§ **PAGE TEXT**:
:::

Wasp or hornet
Usually there is no doubt. When we talk about the wasp and its nest, we talk about the familiar black and yellow insect with that recognisable waist. The only problem is that there are other kinds of wasps like wood wasps, sawflies and many more. If you want to be accurate, you use the name hornet on the social species that belong to the family Vespidae.
We have seven species of social, community-forming, hornets in Northern Europe. They are very similar and live the same kind of life. Only the big hornet Vespa crabro, that is twice as large as its relatives, stand out.
A year in a wasp society In autumn a number of new queens and males are born in the nest. They swarm out and mate. Males die soon, but the fertilised young female wasps start looking for a reasonably sheltered place for them to spend winter. It may be in a hollow tree or a moss pillow, but often they find a good place in or on a house, in a crawl space or in an attic. If the nest warms up during winter, they wake up, and this explains the sudden appearance of dull wasps when an otherwise cool room is heated up in the middle of winter.
But when everything is right, they are awakened by the spring sun and flies out in mid-April. The new queen now gets busy. She must eat sugar and she must find a suitable place to found a new society. And our houses offer great places for wasps’ nests. Other wasps prefer holes in the ground, maybe an abandoned mouse’s nest, or a hollow tree, as the wood wasps prefer. She then start building the first nest, spherical, about the size of a ping pong ball. It contains 10-20 hexagonal cells and she lays an egg in each. When the eggs hatch, she must fetch food for the larvae, and only after the first litter of workers hatches about a month later, the queen can relax and concentrate on laying eggs. The workers are now taking over the work of expanding the nest and fetch feed for the new larvae. It is a vulnerable period and if the weather is cold, many queens die before they are finished with the work, and that means a year with only few wasps.
The nest is simply made of paper. The material is produces by the hornets by rasping fine fibres of plant stems and wood. They chew it with saliva until it gets the right texture and can be built into the nest, where it is needed. Actually it was hornets that inspired the first attempts to manufacture the paper we know today, and which replaced the paper that was made from old rags.
The feed for the larvae is meat. Wasps are hunters who catch flies, butterflies, honey bees and other insects in the air. They kill large prey with their sting. The part the prey, and chew it to round feed buns. They can also cut chunks of carrion or retrieve small pieces of roast from lunch tables. When they feed the larvae with these meat buns the larvae regurgitate a drop of a sugary substance. The adult wasps eat this. It gives them energy and perhaps even motivation to care for the larvae.

:::

§ **REQUIRED TASKS**:
1. Answer these questions from the text on wasps:
(a) How many species of social hornets live in Northern Europe?
(b) How many cells does the queen's first nest contain?
(c) What material is the nest made of?
2. According to the text on wasps, why can some years have only a few wasps? Answer in one to three sentences.
3. Carry on the text on wasps after its final sentence.
The lines after this point come from a separate source.

§ **DATASET EXTRACT**:
:::

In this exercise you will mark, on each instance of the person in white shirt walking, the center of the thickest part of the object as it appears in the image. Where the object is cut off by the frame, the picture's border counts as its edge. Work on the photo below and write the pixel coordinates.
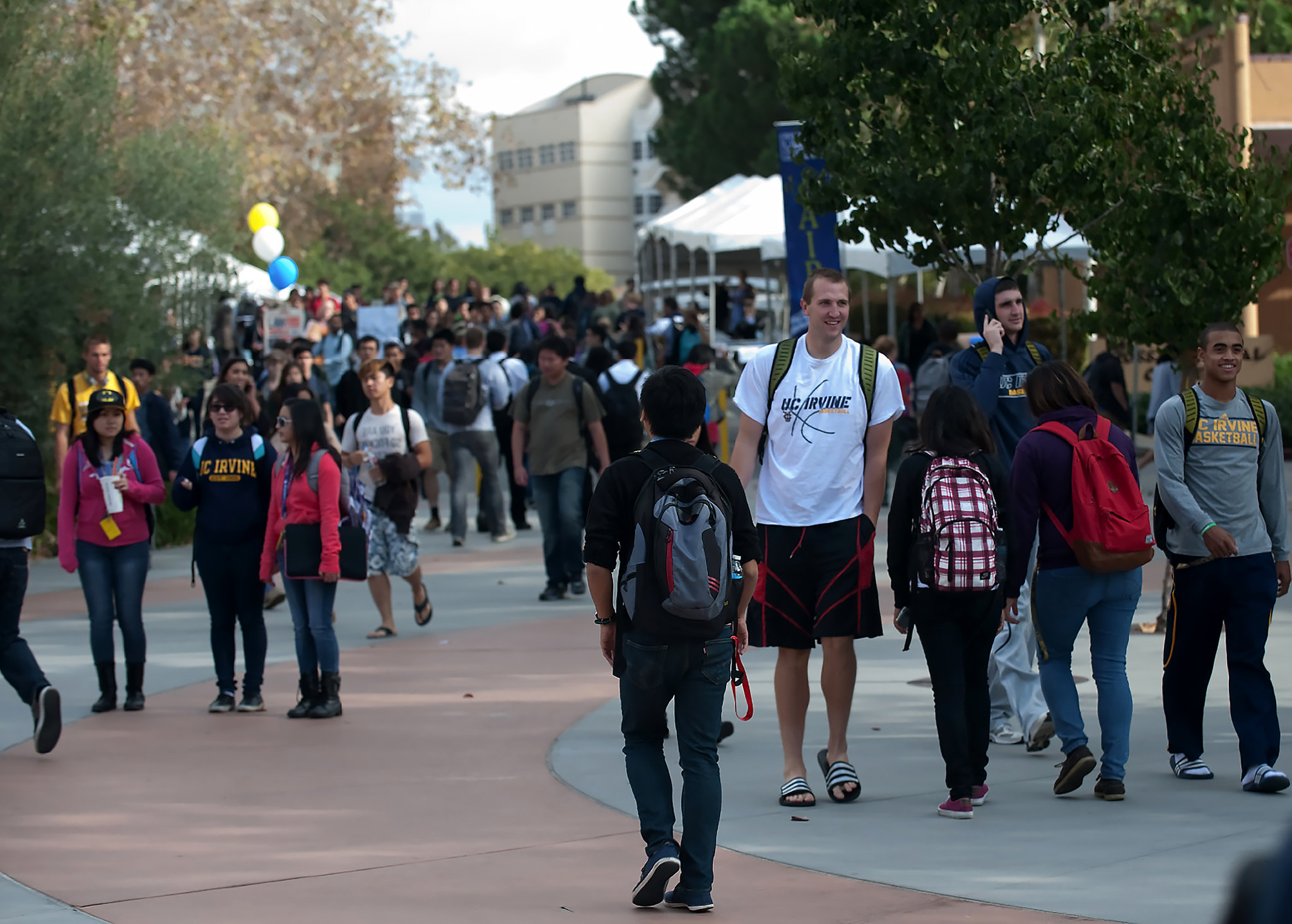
(827, 405)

:::

§ **RESULTS BY TASK**:
1.
(a) Seven.
(b) 10-20 hexagonal cells.
(c) Paper.

2. In spring the queen must build the first nest and feed the larvae alone until the first workers hatch about a month later, which is a vulnerable period. If the weather is cold then, many queens die before finishing this work, and the result is a year with only a few wasps.

3.
That is the summer in the wasps’ lives. Their community continues to grow and it can grow to be the size of a football and contain 5-6000 individuals in September. It is then the new queens and males are born and leave the nest, and little by little the community collapses; the workers stop working, and they no longer feed the larvae.
In November the nest is completely dead and hangs back as nothing but a hollow shell. The problem for wasps (hornets) in these latitudes is that they do not, like the honey bees, store food for the cold months, and then must start fresh every spring.
Wasps rarely occur as pests and in most cases you can live harmoniously as neighbour to a wasp’s nest. But if you are allergic to their stings or they appear in large numbers in a nursery, or if there simply are so many that it becomes really annoying, it is of course reasonable enough to find the nest and defuse it.
A wasp’s nest can be defused in many ways. If you can get to the hole at the bottom of the nest, it is a safe method to spray the hole and fill the nest with a liquid containing pyrethroid of a kind. If the nest is in a wall cavity or perhaps in a hole in the ground, it is possible to dust the place where the wasps come in and out with an insect powder of some kind, so that the wasps get infected with the powder when passing this point. If the nest is somewhere free of the house, where it is safe to use open fire, it is of course a possibility to burn it , perhaps using a rag with kerosene on a stick.
If you are frequently annoyed by wasps in your house, it may help to mount dense insect screens over the places, where the queens often find their ways in, and it may be a good idea to install insect screens in the vents to the crawl space in the spring.